### Your task
Only lines holding the word "below" are wanted from the records; copy all of them.

*** Records supplied

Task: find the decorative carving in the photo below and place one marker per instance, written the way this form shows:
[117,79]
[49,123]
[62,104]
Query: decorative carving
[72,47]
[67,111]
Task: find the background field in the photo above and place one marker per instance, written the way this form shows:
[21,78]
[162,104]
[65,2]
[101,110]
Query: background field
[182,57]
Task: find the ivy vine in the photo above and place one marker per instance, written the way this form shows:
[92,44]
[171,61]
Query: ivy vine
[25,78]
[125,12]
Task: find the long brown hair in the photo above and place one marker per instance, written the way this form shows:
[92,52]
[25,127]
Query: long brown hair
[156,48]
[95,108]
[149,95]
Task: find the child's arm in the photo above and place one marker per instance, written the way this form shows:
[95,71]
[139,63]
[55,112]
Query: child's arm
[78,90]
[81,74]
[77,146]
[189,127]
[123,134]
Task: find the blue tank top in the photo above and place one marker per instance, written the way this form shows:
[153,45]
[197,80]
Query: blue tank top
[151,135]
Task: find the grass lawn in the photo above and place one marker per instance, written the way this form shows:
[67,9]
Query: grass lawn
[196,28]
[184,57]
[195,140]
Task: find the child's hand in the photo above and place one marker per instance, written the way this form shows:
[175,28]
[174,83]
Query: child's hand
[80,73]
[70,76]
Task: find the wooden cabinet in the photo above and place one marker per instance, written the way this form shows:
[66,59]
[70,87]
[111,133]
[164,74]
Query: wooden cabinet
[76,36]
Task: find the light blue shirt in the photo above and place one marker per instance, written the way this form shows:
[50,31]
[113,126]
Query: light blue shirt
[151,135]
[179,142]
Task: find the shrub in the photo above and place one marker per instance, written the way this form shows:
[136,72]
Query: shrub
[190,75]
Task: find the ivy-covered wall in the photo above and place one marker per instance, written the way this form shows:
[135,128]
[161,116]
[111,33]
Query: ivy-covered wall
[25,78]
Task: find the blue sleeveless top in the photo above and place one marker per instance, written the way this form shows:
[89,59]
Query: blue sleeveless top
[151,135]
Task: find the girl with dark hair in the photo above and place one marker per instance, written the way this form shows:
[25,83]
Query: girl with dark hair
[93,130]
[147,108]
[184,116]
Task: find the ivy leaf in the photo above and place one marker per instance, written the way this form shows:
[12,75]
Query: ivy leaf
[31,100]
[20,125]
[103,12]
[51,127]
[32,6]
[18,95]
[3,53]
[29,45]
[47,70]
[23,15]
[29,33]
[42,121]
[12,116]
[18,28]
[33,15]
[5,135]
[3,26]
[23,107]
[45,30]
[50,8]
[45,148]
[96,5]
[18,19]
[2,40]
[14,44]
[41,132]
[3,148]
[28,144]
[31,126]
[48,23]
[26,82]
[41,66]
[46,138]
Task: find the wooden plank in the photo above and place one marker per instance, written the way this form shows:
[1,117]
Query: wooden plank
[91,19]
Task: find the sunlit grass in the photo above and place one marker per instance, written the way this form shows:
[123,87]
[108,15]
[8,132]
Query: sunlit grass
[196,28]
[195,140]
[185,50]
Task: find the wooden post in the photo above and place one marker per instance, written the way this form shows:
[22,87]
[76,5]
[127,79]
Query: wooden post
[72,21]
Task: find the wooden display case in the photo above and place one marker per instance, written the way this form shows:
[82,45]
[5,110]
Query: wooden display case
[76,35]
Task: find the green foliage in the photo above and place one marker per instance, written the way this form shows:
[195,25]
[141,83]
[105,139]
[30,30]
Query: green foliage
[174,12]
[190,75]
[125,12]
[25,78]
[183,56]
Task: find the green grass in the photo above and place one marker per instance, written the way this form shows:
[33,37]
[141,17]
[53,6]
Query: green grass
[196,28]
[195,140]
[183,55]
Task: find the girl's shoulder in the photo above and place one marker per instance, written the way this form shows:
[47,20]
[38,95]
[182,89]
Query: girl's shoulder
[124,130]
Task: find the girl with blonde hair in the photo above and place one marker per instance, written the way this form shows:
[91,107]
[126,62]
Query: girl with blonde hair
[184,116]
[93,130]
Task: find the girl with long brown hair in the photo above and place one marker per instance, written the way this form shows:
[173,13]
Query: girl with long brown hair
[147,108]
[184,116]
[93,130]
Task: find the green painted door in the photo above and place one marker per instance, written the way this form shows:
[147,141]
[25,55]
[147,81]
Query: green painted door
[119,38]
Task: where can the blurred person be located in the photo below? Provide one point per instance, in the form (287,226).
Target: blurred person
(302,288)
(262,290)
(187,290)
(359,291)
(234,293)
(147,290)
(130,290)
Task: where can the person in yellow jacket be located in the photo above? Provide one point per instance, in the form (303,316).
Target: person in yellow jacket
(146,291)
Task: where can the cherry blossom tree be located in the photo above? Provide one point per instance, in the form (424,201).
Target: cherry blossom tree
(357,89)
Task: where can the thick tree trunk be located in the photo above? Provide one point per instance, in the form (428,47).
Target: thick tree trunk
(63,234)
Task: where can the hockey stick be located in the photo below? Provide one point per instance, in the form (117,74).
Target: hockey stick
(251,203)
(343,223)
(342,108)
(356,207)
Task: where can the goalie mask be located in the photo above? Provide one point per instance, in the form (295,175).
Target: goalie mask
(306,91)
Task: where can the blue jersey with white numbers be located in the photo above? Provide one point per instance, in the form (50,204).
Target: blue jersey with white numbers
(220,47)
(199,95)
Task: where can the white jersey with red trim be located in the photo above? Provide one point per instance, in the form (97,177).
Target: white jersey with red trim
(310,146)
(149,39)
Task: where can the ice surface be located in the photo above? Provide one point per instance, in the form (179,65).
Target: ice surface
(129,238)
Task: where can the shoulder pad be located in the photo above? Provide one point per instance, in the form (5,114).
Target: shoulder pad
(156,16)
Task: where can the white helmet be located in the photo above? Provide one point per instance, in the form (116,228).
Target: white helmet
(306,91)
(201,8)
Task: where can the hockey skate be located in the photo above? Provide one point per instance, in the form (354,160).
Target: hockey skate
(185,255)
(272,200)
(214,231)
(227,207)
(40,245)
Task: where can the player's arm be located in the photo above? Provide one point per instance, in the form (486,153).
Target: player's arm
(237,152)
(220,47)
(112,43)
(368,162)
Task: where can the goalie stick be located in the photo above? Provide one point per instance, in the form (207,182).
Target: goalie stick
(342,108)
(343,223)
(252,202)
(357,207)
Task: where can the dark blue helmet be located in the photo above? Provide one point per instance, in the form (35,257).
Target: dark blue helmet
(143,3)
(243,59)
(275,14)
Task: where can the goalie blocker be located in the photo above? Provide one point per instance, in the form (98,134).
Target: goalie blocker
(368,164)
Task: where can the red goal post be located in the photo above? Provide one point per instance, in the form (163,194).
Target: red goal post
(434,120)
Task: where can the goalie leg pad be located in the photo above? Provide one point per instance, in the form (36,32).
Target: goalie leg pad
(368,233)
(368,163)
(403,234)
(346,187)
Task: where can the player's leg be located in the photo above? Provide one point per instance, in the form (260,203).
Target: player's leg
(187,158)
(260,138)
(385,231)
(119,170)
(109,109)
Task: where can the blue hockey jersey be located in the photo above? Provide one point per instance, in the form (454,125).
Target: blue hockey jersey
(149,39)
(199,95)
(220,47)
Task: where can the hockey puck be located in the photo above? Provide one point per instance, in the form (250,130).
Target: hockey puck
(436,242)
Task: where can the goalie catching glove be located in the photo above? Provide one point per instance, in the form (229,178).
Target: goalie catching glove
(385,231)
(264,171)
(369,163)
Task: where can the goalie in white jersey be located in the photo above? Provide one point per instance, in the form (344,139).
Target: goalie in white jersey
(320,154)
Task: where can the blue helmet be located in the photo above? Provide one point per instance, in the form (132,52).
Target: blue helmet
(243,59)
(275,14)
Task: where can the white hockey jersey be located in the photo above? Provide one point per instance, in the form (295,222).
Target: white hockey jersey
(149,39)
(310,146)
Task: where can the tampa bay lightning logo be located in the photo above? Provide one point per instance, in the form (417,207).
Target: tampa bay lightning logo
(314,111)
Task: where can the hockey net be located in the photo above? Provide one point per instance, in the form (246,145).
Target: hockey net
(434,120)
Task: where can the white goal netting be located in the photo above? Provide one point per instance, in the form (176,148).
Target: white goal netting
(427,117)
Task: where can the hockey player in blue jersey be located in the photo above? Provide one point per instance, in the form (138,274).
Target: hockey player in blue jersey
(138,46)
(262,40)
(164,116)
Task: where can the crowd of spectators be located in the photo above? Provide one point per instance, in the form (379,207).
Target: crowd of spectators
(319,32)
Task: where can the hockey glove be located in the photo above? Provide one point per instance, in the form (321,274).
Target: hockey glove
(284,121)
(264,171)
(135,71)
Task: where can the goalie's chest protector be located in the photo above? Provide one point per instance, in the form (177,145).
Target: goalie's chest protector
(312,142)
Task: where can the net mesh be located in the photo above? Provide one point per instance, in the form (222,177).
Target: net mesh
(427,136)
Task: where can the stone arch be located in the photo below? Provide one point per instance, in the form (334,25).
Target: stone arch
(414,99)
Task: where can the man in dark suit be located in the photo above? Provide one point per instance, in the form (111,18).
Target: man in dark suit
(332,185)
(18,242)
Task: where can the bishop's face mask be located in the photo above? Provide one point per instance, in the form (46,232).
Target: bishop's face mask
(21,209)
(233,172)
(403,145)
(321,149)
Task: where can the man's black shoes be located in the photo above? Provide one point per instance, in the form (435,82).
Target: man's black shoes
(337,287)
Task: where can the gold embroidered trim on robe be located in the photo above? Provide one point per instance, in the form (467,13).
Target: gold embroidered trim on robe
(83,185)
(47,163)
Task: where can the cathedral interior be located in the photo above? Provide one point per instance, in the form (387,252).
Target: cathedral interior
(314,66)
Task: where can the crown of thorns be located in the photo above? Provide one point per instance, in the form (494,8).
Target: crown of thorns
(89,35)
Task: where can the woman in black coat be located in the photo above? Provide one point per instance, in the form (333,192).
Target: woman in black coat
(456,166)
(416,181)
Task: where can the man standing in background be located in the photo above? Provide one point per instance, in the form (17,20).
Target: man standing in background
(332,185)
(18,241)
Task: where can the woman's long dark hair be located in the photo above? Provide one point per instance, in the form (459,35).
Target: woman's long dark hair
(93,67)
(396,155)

******

### Task answer
Task: find the decorative carving in the photo below and place one marker per instance, written the way this form shows:
Task: where can the blurred person be located in the photo below? Provide one point per instance, in the form (287,226).
Task: where can the hockey stick be located in the photo below? Provide one point per instance, in the form (117,74).
Task: where can the stone arch be located in the photo below? Provide one point per instance, in the form (334,25).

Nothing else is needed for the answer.